[Items from a data source]
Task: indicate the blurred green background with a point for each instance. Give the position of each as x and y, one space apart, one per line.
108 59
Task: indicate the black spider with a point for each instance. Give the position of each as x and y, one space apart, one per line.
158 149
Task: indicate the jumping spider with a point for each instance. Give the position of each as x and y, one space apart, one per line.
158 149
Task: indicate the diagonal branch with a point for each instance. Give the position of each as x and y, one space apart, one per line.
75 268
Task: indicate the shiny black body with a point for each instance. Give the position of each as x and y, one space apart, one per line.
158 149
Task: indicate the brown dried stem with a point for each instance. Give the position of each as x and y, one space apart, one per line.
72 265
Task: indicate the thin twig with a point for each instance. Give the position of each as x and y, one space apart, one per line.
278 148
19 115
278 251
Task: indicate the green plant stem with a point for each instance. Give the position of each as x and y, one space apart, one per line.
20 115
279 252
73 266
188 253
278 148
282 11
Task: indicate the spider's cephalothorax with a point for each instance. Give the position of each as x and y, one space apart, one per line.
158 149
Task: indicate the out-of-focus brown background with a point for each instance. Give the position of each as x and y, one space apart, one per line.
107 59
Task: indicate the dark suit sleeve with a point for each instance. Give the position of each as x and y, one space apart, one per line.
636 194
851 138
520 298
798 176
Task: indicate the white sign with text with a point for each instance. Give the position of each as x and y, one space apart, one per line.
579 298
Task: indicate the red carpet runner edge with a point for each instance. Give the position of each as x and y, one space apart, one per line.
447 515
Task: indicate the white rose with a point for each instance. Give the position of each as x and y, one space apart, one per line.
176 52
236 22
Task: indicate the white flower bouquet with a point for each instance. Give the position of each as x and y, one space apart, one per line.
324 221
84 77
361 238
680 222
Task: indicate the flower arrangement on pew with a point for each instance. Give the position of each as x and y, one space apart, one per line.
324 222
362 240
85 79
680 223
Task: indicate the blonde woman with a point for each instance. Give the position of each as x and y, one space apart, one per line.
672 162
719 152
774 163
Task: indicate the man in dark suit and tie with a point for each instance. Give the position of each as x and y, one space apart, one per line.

→ Exercise instructions:
Copy the stretch from the line containing "Task: indicate the red" through the end of the records, replacing "indicate" with "mark" each time it occurs and leaving everything else unchanged.

→ Output for this exercise:
Task: mark the red carpet runner edge with a point for each instance. Give the position of each as x and y, one space apart, one per line.
447 515
Task: mark the white rose with a point for each instance. Give the position of each as x and y, one space apart, one per line.
176 52
236 22
Task: mark the white flower bouquet with a point for each instance. Give the position of each as x and y, one space apart, one per line.
324 221
84 77
361 238
680 222
Task: mark the flower arrangement on pew with a point for each instance. Give the position of each as x and y, one space apart, one per line.
324 222
362 240
85 79
680 223
Task: mark the blonde woman with a point for each instance. Give the position of each as x and y, one space apart, one per line.
672 162
719 152
774 163
Task: mark the man in dark suit and tie with a point for each instance. Give the position of each as x and y, one space apart, one per line.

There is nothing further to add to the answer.